Your instructions.
Once the images are removed, repeat all of the entries exactly.

__________________________________________________

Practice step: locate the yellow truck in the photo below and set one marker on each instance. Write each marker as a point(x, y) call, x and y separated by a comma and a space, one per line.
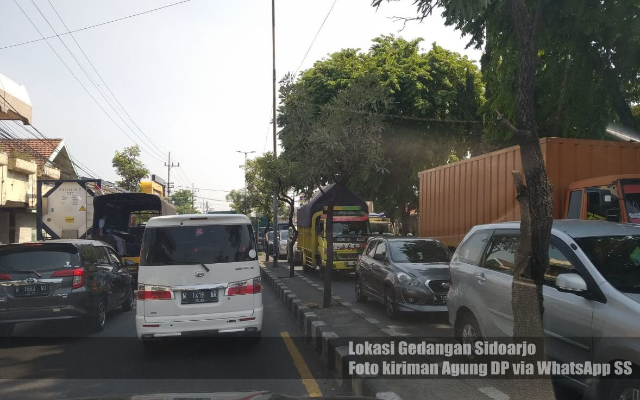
point(351, 229)
point(381, 225)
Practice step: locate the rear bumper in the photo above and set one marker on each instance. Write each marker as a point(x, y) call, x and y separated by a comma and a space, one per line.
point(49, 314)
point(212, 325)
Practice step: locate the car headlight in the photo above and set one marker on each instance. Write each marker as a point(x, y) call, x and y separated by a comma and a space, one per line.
point(407, 279)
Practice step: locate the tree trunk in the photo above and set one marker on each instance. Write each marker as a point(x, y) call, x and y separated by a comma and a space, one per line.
point(266, 243)
point(328, 269)
point(536, 204)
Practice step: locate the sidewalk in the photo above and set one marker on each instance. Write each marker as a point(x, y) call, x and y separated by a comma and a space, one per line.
point(331, 329)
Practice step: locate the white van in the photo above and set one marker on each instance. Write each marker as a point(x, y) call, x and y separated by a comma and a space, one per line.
point(199, 276)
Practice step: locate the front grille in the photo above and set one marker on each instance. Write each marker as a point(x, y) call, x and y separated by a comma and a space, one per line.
point(438, 286)
point(346, 256)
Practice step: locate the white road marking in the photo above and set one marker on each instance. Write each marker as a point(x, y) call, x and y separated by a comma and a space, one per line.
point(493, 393)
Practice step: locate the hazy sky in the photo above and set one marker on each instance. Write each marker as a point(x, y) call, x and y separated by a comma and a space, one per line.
point(196, 77)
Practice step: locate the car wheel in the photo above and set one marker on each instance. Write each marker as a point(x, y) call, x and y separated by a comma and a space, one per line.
point(255, 338)
point(470, 332)
point(360, 297)
point(625, 389)
point(129, 301)
point(150, 346)
point(390, 304)
point(97, 321)
point(6, 329)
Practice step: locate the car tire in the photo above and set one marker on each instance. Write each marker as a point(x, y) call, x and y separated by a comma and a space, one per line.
point(6, 330)
point(129, 301)
point(469, 332)
point(624, 389)
point(97, 321)
point(150, 346)
point(360, 297)
point(255, 338)
point(390, 307)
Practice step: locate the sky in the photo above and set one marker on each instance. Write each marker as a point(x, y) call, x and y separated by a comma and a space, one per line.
point(195, 78)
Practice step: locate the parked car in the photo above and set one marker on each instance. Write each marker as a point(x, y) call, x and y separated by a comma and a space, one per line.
point(297, 257)
point(405, 274)
point(261, 240)
point(591, 295)
point(282, 244)
point(61, 280)
point(199, 276)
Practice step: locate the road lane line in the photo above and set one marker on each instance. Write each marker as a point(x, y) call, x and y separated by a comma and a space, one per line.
point(307, 379)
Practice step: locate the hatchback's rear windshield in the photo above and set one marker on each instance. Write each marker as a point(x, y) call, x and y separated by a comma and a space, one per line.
point(212, 244)
point(37, 257)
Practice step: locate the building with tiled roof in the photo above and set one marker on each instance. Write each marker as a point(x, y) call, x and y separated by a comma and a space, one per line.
point(51, 153)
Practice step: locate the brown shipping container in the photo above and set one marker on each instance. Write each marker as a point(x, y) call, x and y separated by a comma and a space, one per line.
point(480, 190)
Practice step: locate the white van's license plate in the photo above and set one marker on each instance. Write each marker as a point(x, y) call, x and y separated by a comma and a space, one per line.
point(199, 296)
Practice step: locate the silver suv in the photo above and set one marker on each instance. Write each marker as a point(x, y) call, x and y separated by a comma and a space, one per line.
point(591, 295)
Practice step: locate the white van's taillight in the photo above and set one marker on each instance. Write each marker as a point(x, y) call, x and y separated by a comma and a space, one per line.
point(250, 286)
point(153, 292)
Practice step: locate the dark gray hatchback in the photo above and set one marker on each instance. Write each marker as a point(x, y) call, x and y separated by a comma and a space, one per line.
point(405, 274)
point(61, 279)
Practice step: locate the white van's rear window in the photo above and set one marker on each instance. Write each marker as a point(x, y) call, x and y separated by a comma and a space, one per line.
point(212, 244)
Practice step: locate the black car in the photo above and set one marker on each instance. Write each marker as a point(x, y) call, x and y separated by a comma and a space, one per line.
point(59, 280)
point(405, 274)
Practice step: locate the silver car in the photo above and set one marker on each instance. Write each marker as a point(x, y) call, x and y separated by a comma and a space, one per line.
point(591, 295)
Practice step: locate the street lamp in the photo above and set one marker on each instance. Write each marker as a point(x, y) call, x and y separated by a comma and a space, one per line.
point(245, 175)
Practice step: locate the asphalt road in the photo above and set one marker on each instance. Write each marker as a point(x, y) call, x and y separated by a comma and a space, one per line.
point(409, 324)
point(45, 361)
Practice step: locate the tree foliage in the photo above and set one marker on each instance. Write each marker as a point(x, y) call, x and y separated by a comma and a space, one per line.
point(588, 67)
point(431, 110)
point(130, 168)
point(183, 201)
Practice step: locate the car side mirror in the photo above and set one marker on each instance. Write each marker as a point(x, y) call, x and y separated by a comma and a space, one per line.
point(571, 283)
point(613, 214)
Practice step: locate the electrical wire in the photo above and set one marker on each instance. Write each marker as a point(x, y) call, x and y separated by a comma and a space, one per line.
point(161, 152)
point(314, 38)
point(161, 159)
point(97, 25)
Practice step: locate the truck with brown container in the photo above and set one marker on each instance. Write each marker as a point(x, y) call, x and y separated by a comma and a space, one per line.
point(592, 179)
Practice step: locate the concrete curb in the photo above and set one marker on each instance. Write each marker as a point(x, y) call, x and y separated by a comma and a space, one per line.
point(333, 351)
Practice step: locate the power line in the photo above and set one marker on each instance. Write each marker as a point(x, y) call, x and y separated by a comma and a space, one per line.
point(90, 80)
point(102, 80)
point(314, 38)
point(97, 25)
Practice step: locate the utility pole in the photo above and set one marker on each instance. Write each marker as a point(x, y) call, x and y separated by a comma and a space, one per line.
point(245, 177)
point(275, 138)
point(193, 198)
point(170, 165)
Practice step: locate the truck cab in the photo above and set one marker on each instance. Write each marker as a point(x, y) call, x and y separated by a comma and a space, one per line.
point(612, 198)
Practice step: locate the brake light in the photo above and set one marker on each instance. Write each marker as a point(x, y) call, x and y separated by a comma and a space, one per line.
point(153, 292)
point(78, 274)
point(250, 286)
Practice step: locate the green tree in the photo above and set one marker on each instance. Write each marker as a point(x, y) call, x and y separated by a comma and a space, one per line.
point(340, 142)
point(433, 106)
point(130, 168)
point(522, 20)
point(183, 201)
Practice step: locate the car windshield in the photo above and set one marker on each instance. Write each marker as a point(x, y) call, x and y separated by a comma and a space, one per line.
point(617, 258)
point(39, 258)
point(351, 228)
point(380, 228)
point(418, 251)
point(197, 244)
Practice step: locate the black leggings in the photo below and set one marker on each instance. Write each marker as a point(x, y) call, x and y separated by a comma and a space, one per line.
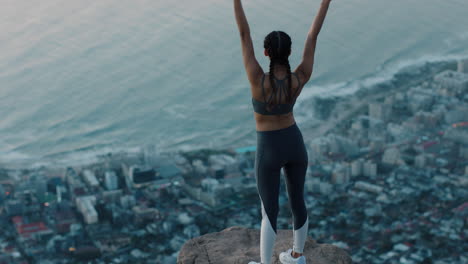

__________________________________________________

Answer for the task.
Practice step: locate the yellow truck in the photo below and set one marker on each instance. Write each marker as a point(x, y) call, x and y separated by a comma and a space, one per line.
point(351, 229)
point(381, 225)
Practice step: locate the rear bumper in the photo above and set one marker on each instance. Write each marker as a point(x, y) call, x and y separated by a comma and a space, one per line.
point(49, 314)
point(212, 325)
Practice step: locate the car headlight in the photo above and set one marker on each instance. Write each marker as a point(x, y) call, x and y separated by a comma and a space, one per line.
point(407, 279)
Practice step: locate the tree trunk in the photo above and set one marker on each instance. Write each marker as a point(x, y) call, x and y separated by a comma and a space, one per line.
point(266, 243)
point(328, 269)
point(536, 204)
Practice step: locate the sidewalk in the photo above and set one marker on each instance. Write each marker as a point(x, y) call, x and y separated by a comma and a space, one per line.
point(331, 329)
Practice step: locate the white van in the photo above and set one marker on each instance. Write each marker as a point(x, y) call, x and y separated by a comma and a space, one per line.
point(199, 276)
Practice step: locate the front grille in the photo above and set one marker on each instance. Write each marker as a point(x, y) call, x and y separated by a comma and a space, one per line.
point(438, 286)
point(346, 256)
Practice step: locate the white road marking in the photo above and set one marker on each instance. Write each marker as a point(x, y) call, x and y separated by a comma and a space, one per line.
point(493, 393)
Practice step: locate the hazy sky in the photo above and set one marker on each instance. Write each marker as a point(x, y) call, x and y separated by a comma and a space, one per line.
point(196, 77)
Practice step: locate the car wheel in the photo above and set one marker on each instance. Write each marker as a point(x, y) call, x and y separated by a comma and a space, one per line.
point(255, 338)
point(470, 332)
point(360, 297)
point(625, 389)
point(129, 301)
point(150, 346)
point(390, 304)
point(97, 321)
point(6, 329)
Practice step: locate the car tire in the photo above and set one marker on each instance. Write each marker as a point(x, y) call, x and y separated by a comma and a space, one per line.
point(6, 330)
point(129, 301)
point(469, 332)
point(624, 389)
point(97, 321)
point(150, 346)
point(360, 297)
point(255, 338)
point(390, 307)
Practice step: locate the sky in the photo above and set one marker on each instance. Write each marker as a point(x, y) call, x and y separated by a comma and a space, one per line.
point(195, 78)
Practice step: locate the parked car in the photo above and set one marker on each instance. Write each marker as a point(x, y) call, x and y separated by a comma and a space, one per line.
point(297, 257)
point(405, 274)
point(261, 240)
point(591, 295)
point(282, 244)
point(61, 280)
point(199, 276)
Practice step: locate the road lane line in the photo above and set one marker on each instance. Write each marker as a point(x, y) call, x and y separated by a comma and a space, one per line.
point(307, 379)
Practice step: locate the hatchback's rear windshield in the photo above and set one marker on each instance. Write each marker as a point(x, y) call, x and y separated by a comma and a space, one per line.
point(212, 244)
point(37, 257)
Practice step: locate the building with tiled roof in the photo above and set one marker on each instance. Write each marker as a point(x, y) call, x and y separated by a comma and a space, one per line.
point(51, 153)
Practice step: locate the brown shipping container in the photo above and set one marker on each instance. Write each marker as a point(x, y) call, x and y separated by a comma and a space, one per line.
point(480, 190)
Practice step: locate the white van's license plate in the photo above and set one marker on each instance. Write each marker as a point(x, y) call, x and y separated by a comma and a space, one per line.
point(199, 296)
Practice step: locate the silver suv in the photo above and set one marker on each instance. Write each marker as a point(x, y) call, x and y separated by a comma and a space, one per line.
point(591, 295)
Practice step: locate the white van's taillight in the photo above and set one marker on each instance. Write each marker as a point(x, y) call, x and y separated by a comma and a space, one per line.
point(250, 286)
point(153, 292)
Practice step: locate the dark gray hatchback in the photo above and set one marker on each instance. Write each marker as a point(x, y) call, x and y separated by a comma and a space, one per line.
point(405, 274)
point(61, 279)
Practice step: locate the white van's rear window in the photo above and set one marker on each instance. Write each marker as a point(x, y) call, x and y separated by a comma and a space, one per line.
point(212, 244)
Practice step: locate the black car in the photo above and set one marker on each instance. Write each marker as a point(x, y) call, x and y separated by a comma and a space, one per line.
point(59, 280)
point(405, 274)
Practice step: locate the silver car in the photo above and set one marker on each instance. Write each marker as a point(x, y) call, x and y separated by a comma and a space, one per line.
point(591, 295)
Practice step: locate the street lamp in the photo above and set one marker on each instance. Write each marker as a point(x, y) call, x and y separated by a comma and a space, one per line.
point(245, 175)
Practice step: locate the asphalt road in the photo above and set one marker on each instance. Write each marker as a point(x, y) call, x and y separated by a comma and a space, one per line.
point(409, 324)
point(45, 361)
Practice step: locate the tree foliage in the photo above and set one marker on each instance. Write each marker as a point(x, y) call, x and y separated by a comma and a space, one per line.
point(588, 67)
point(431, 110)
point(130, 168)
point(183, 201)
Practice step: locate the car side mirror in the photo above and set one marker on each instance. Write each marker as a point(x, y) call, x and y separated by a comma and a space, one per line.
point(571, 283)
point(613, 214)
Practice step: locate the electrical wire in the photo above and set one marker on each instance. Write each marker as a point(x, y) call, x and y separated by a comma and a space, one per line.
point(161, 152)
point(314, 38)
point(161, 159)
point(97, 25)
Practice step: locate the truck with brown container in the photo above and set one marker on each instance. Write each marker as a point(x, y) call, x and y separated by a comma and a space, one per line.
point(592, 179)
Practice step: locate the concrete curb in the photo above and set one marker on each instance. Write each marker as a point(x, y) call, x and y separated by a comma and a space, one per line.
point(333, 351)
Practice step: locate the power line in the photo above and set one marker on each instance. Write each marker as a point(x, y) call, x and y separated by a comma and a space, one per line.
point(90, 80)
point(102, 80)
point(314, 38)
point(97, 25)
Practice step: locate the utility pole in the photo above and set one marker on each instance. Write each marker as a point(x, y) call, x and y separated by a comma and a space, one per line.
point(245, 177)
point(275, 138)
point(193, 198)
point(170, 165)
Practice step: locate the truck cab in the photo above and set one marker on each instance. Write each marker as a point(x, y) call, x and y separated by a comma and a space, one per line.
point(612, 198)
Practice step: locate the brake light in the photo above and set one marker on each instance. Write each marker as a point(x, y) call, x and y separated by a comma and a space, one per line.
point(153, 292)
point(78, 274)
point(250, 286)
Practice step: locate the green tree in the photo above and set one marker on each instance. Write each marker as a point(x, y) call, x and y separated by a comma and a space, one per line.
point(340, 142)
point(433, 106)
point(130, 168)
point(522, 20)
point(183, 201)
Practice step: locate the car windshield in the photo above and set one marker on each instance. Write each marker as a point(x, y) call, x and y separated by a comma and a space, one per line.
point(617, 258)
point(39, 258)
point(351, 228)
point(380, 228)
point(418, 251)
point(197, 244)
Practice step: locate the black leggings in the photo below and set one marker on each instance. Write each marker as a point(x, y) call, x and y separated by a comma and a space, one per line.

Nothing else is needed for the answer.